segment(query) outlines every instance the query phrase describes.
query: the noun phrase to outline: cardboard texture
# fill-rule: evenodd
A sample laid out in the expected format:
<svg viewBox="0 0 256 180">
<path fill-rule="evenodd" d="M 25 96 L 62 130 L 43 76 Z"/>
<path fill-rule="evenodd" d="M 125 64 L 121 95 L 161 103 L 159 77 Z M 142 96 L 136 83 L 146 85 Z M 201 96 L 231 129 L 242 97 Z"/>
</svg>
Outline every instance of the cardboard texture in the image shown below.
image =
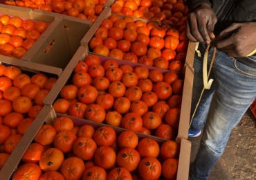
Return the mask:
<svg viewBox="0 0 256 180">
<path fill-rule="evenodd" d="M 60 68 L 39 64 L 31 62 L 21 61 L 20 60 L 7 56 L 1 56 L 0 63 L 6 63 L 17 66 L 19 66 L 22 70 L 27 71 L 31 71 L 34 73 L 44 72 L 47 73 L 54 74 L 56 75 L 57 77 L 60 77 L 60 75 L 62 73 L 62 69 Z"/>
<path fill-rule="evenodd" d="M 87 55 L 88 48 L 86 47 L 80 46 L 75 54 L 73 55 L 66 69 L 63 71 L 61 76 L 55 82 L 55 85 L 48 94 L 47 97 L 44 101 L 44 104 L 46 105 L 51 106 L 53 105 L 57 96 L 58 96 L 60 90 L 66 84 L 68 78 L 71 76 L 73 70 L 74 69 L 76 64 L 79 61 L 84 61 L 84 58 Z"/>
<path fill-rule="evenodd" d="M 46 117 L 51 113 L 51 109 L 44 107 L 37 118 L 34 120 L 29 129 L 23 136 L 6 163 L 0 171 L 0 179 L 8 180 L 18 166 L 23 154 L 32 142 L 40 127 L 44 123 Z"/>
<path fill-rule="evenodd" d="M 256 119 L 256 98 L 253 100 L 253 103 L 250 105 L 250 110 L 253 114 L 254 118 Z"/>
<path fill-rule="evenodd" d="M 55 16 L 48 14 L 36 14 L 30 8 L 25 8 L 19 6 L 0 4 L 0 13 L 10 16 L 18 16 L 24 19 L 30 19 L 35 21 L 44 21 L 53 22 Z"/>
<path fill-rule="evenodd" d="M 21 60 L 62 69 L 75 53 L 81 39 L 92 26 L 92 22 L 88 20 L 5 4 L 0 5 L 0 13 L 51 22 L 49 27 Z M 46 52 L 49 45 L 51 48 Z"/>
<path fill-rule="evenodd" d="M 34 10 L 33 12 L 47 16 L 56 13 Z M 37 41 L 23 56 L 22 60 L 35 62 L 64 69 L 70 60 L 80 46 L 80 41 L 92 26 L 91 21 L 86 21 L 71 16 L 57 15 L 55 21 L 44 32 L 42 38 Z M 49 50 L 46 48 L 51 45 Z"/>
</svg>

______________________________

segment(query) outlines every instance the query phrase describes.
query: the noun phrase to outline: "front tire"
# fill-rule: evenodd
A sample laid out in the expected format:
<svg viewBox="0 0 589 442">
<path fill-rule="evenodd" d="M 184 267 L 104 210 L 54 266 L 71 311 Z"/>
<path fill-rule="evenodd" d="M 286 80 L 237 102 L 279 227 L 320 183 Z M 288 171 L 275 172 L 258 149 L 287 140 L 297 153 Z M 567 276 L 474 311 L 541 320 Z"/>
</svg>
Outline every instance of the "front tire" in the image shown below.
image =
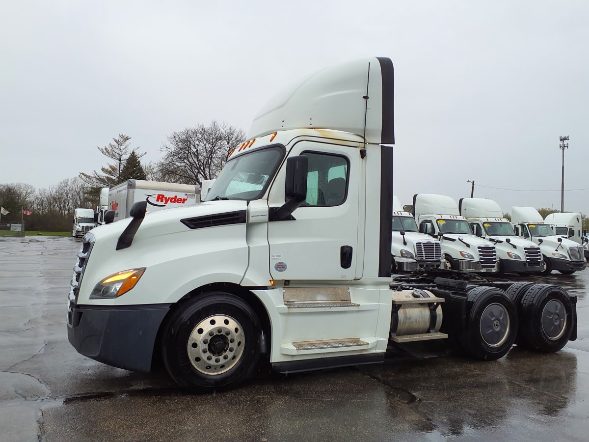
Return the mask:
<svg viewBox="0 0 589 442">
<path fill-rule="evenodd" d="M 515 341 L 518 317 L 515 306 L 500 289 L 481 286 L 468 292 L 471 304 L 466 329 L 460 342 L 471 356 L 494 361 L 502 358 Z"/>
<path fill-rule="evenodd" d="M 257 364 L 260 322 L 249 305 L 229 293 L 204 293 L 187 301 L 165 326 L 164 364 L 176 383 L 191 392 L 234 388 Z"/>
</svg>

______________________________

**What you have to do:** How many lines of the data above contain the word "instance"? Reply with the number alone.

**Written answer:** 4